=== EXCERPTED TEXT ===
The Bank of England’s Inability to Tackle Inflation (Roger Gewolb)

This blog encourages frank expressions of views. I’ve been approached by Leading fair financial expert, entrepreneur and broadcaster, Dr Roger Gewolb, to re-publish this article that first appeared in Business Leader, it’s frank!

It takes a look into the Bank of England’s rapid interest rate rises and their damaging blows to the British economy. All views are Roger’s.

The Bank of England’s latest interest rate rise is the 13th in little over a year, and it has taken us from .1% per annum to 5%, which is the highest rate for 15 years.

Both the Bank of England and its Governor, Andrew Bailey, have a history of waiting too long to take necessary actions. The Bank, as long ago as the mid-19th century, failed to spot and dampen inflation early on and instead let it run out of hand. Bailey was criticised, whilst running the UK Financial Conduct Authority, for waiting too long to spot and prevent bad actions in the Woodford and London & Capital scandals, with UK investors allegedly losing billions of pounds. Right now, when faced with similar conditions, requiring wise and strong action, they have raised interest rates far too fast and far too often, seriously damaging the British economy, businesses and consumers.

At the same time, they decry that they are “combating inflation” to save the economy and protect the country by their actions, even though inflation has not moved downwards significantly in more than a year. They also say they need to protect the pound against the dollar, but that protection is also not happening.

At the recent grand Mansion House annual dinner, a centuries-old gathering of bankers and City grandees, the Prime Minister and Chancellor effectively added their blessings to this madness, thus institutionalising it with the promise of even more rate rises and unnecessary misery going forward.

Unnecessary because what we have is cost-push, non-consumer-driven inflation, raising interest rates won’t help reduce it. It needs to be left to run itself out, as it always does, without crashing the economy in the meantime.

The stubbornness of the Bank of England

Some say that we should remember when interest rates were as much as 14%. However, as recent building society and other studies state, a mortgage at just over 6% today is actually equivalent to a 25.7% rate in 1980. Real wage growth and much else is actually in retrograde, so we are hardly returning to a better position and can therefore afford this insanity, as they constantly try to tell us.

Labour is no better, as they simply do not make the obvious comments on all this and also gaslight on other matters, chiefly about how much better they would do, but without real specifics. It’s our whole system that is broken, as I cover in my interviews with experts including some notable politicians themselves.

=== BRIEF 1 ===
According to the article on the Bank of England's interest rate rises, why are further rate rises unnecessary? Answer in one to three sentences.
=== BRIEF 2 ===
Write the next part of the article on the Bank of England's interest rate rises, picking up after its final sentence.
The rows are not needed here.

=== RECORDED DATA ===

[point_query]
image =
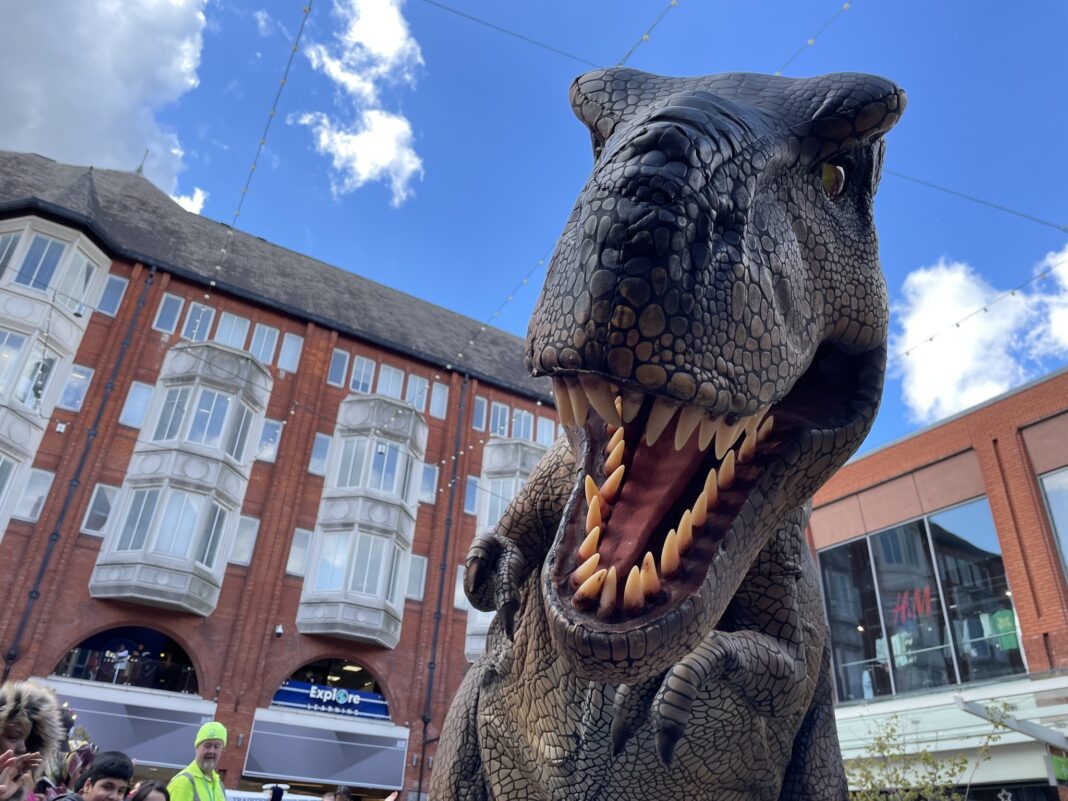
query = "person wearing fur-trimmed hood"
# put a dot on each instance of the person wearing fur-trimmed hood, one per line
(30, 723)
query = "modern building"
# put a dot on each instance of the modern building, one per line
(237, 483)
(943, 565)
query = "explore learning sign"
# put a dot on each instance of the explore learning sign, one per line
(335, 700)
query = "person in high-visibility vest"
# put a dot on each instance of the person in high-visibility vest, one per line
(200, 781)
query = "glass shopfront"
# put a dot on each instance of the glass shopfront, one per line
(921, 606)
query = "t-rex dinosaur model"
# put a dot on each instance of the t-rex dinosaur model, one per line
(715, 323)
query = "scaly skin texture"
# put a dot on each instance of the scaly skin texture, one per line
(716, 303)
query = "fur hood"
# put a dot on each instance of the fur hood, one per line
(36, 704)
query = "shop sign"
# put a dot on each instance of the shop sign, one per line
(334, 700)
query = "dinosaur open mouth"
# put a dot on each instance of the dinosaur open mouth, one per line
(663, 482)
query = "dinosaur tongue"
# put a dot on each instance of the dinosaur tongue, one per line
(656, 480)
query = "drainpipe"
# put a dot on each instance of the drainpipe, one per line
(13, 653)
(432, 665)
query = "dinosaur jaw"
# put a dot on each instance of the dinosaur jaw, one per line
(673, 503)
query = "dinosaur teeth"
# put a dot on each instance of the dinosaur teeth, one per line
(585, 570)
(589, 547)
(579, 403)
(631, 403)
(669, 554)
(591, 488)
(601, 397)
(726, 474)
(659, 418)
(615, 458)
(701, 509)
(726, 436)
(590, 589)
(706, 433)
(650, 582)
(686, 532)
(633, 598)
(593, 514)
(610, 489)
(607, 602)
(689, 419)
(563, 399)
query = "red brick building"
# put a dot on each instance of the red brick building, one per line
(237, 483)
(944, 576)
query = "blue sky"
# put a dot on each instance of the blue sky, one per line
(434, 154)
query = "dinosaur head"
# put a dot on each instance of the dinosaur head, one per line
(715, 323)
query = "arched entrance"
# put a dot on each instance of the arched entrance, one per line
(132, 656)
(333, 686)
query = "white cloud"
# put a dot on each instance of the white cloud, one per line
(373, 48)
(192, 202)
(377, 148)
(85, 91)
(946, 367)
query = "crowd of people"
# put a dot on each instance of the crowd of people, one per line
(45, 757)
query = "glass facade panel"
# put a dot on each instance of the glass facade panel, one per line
(912, 610)
(977, 598)
(858, 642)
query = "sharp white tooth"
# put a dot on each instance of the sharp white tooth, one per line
(701, 509)
(669, 554)
(726, 436)
(688, 420)
(659, 418)
(607, 603)
(601, 397)
(563, 399)
(590, 589)
(615, 458)
(748, 448)
(593, 515)
(579, 403)
(726, 471)
(686, 532)
(633, 599)
(711, 487)
(591, 488)
(765, 430)
(706, 433)
(610, 489)
(587, 568)
(631, 405)
(589, 548)
(650, 582)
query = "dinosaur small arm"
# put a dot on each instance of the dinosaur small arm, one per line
(715, 324)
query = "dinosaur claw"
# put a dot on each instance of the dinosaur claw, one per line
(666, 739)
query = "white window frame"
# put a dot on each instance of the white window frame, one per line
(439, 401)
(418, 391)
(363, 367)
(198, 325)
(110, 493)
(143, 390)
(168, 298)
(390, 375)
(247, 531)
(288, 360)
(499, 413)
(233, 323)
(87, 375)
(112, 280)
(44, 481)
(338, 358)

=== FINAL ANSWER 1 ===
The article calls them unnecessary because the current inflation is cost-push and not consumer-driven, so raising interest rates won't help reduce it. It holds that such inflation should be left to run itself out, as it always does, without the economy being crashed in the meantime.

=== FINAL ANSWER 2 ===
What is most concerning however is the stubbornness of the Bank of England, our Government and their advisors who have further fanned the flames of the public’s emotions by insisting that this is the right course of action, even though after 12 rises it has proved to be an inefficient monetary strategy. Rishi Sunak told homeowners to “hold their nerve” over rising rates; we have been holding our nerve for more than a year without results. I’d like to remind Sunak that he was the niggardly, tax-mad Chancellor who nevertheless lost £21bn to the Covid fraud black hole through incompetent, uncontrolled lending, according to the National Audit Office. The schemes to help businesses and individuals during the pandemic have left taxpayers with a fraud-and-error bill, which should not be footed by British citizens.

The high cost of failed strategies

The Government could have helped in many ways to reduce inflation. Andrew Bailey, the rest of the monetary policy committee (the nine-strong group that set official UK borrowing costs), Sunak and Hunt need to answer serious questions on the current economic crisis they have created by mismanaging the British economy. I have spoken endlessly already on all the TV and radio shows I have been called onto to discuss this matter, from LBC to talkTV and GB News. I have been very vocal on this since before the very first rise. The Bank of England waited too long to deal with low rates and cannot cure it all at once and cause a catastrophe because you cannot stop inflation that is not driven by consumer spending by crushing people with interest rate rises.

These higher and higher rates are actually causing an upward inflation cycle and prolonging the day when this inflation starts to run itself out, as it did in 2009-2012, when the then BoE left rates untouched at .5% p.a. Bailey no doubt meant well; he took over as Covid began and wanted to keep the economy healthy and going. But, he (1) waited far too long to start adjusting the historic low rates upwards again and then (2) dumped them all on us at once-two fatal errors that have wrecked millions if not tens of millions of British lives and livelihoods. But the point of this is that all of this is and should be above politics and about fair finance, business and the economy.

The Bank of England has thus mismanaged this inflation cycle from the start. We are facing the biggest mortgage crisis since the ‘80s due to a catastrophic failure of monetary policy set by them. Rate rises have crippled millions of British consumers, and tens of thousands of businesses, and caused grave problems in the mortgage, rental and property markets, among many other things. Also, by the way, they were completely unnecessary and ineffective!

The Bank of England and the Government are basing ‌monetary policies on ‘70s theories that inflation is caused by wages rising faster than prices. Today, private sector wages rise is 7% and public sector is 5.9% and inflation is 8.7%. Connect the dots for goodness’ sake. Post-Covid UK boom meant the wealthy tiny minority created demand causing very short-term inflation that would have adjusted itself almost overnight, but the Government backs the BoE in using this spurious nonsense to tell us we have a crisis demanding we are all crushed by interest going from .1% to 5% and further, relatively overnight. The BoE just keeps pushing interest rates to reduce real demand, which isn’t there and thus not working; keep raising interest rates will always cost us more.

Empty promises

Jeremy Hunt has only recently finally criticised the Bank of England, admitting there are forecasting and modelling issues with their monetary policy while Mr Bailey ‌keeps saying wage growth is too high and we should stop seeking pay rises and greater profits and ROI in our business for now, all while he enjoys his own £575,000 wage and ordinary British people have seen their mental and physical health deteriorating due to food prices – a new study published at the end of last month has confirmed.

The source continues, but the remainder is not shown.